What you need to do:
Reproduce word for word the lines of the material below, starting with the line that contains "Where can the espresso" and going on through the final line of the material.

Extracted material:

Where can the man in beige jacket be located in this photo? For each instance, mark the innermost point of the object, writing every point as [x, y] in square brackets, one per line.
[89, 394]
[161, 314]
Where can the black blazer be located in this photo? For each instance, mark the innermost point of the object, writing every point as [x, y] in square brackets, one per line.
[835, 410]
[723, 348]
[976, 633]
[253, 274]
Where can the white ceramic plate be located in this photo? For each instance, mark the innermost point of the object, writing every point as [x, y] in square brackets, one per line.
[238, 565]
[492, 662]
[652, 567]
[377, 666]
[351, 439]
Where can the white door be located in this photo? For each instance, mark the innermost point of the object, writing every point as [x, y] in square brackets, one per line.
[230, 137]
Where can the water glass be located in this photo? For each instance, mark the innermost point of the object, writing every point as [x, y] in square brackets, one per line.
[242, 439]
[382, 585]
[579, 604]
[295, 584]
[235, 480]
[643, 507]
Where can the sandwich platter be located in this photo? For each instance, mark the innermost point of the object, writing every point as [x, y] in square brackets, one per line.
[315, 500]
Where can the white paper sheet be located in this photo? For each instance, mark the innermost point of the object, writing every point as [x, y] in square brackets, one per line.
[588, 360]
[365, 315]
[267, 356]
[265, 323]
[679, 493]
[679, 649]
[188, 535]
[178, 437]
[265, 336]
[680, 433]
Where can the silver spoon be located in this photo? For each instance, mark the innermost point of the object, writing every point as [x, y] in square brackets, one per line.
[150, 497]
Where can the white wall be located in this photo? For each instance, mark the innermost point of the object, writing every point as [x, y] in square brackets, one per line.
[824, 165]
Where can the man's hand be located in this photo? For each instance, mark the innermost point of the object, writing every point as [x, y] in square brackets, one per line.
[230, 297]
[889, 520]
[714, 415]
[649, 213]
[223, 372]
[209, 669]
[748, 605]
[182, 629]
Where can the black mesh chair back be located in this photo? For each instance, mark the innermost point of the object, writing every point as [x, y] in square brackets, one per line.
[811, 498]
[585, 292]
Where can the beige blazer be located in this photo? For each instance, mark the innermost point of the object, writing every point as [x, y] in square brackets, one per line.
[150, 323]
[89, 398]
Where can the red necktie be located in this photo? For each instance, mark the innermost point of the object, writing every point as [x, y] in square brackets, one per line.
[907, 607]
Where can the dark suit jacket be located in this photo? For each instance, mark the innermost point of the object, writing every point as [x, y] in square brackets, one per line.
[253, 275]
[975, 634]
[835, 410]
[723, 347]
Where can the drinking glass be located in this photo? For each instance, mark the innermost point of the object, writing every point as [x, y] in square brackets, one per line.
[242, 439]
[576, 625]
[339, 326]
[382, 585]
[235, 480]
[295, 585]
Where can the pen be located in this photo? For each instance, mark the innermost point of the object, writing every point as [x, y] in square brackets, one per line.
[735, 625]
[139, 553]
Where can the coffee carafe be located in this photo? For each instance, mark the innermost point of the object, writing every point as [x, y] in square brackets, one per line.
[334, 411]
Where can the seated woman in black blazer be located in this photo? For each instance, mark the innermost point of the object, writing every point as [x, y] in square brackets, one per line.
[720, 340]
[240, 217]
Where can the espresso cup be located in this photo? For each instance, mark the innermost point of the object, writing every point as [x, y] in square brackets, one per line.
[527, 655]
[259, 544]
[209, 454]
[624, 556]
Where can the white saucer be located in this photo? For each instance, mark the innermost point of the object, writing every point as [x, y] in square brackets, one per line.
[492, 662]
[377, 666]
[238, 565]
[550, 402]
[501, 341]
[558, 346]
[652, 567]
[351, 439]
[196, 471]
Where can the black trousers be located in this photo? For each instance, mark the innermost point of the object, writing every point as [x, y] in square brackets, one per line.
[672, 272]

Completed task:
Where can the espresso cup be located in this photo? For each instance, mark the innermost point of the object, writing every point as [x, y] in square brackets, one per line.
[527, 655]
[259, 544]
[209, 454]
[624, 556]
Where can the white saucer be located in this photo? For each instance, mark the innermost point of the object, writing every point as [x, y] in square brackets, one per line.
[492, 662]
[377, 666]
[238, 565]
[550, 402]
[501, 341]
[558, 346]
[652, 567]
[351, 439]
[196, 471]
Where can the black trousers be located in this photo? For each instance, mark the innermost point of the object, writing every point as [x, y] in square brackets, one per line.
[672, 272]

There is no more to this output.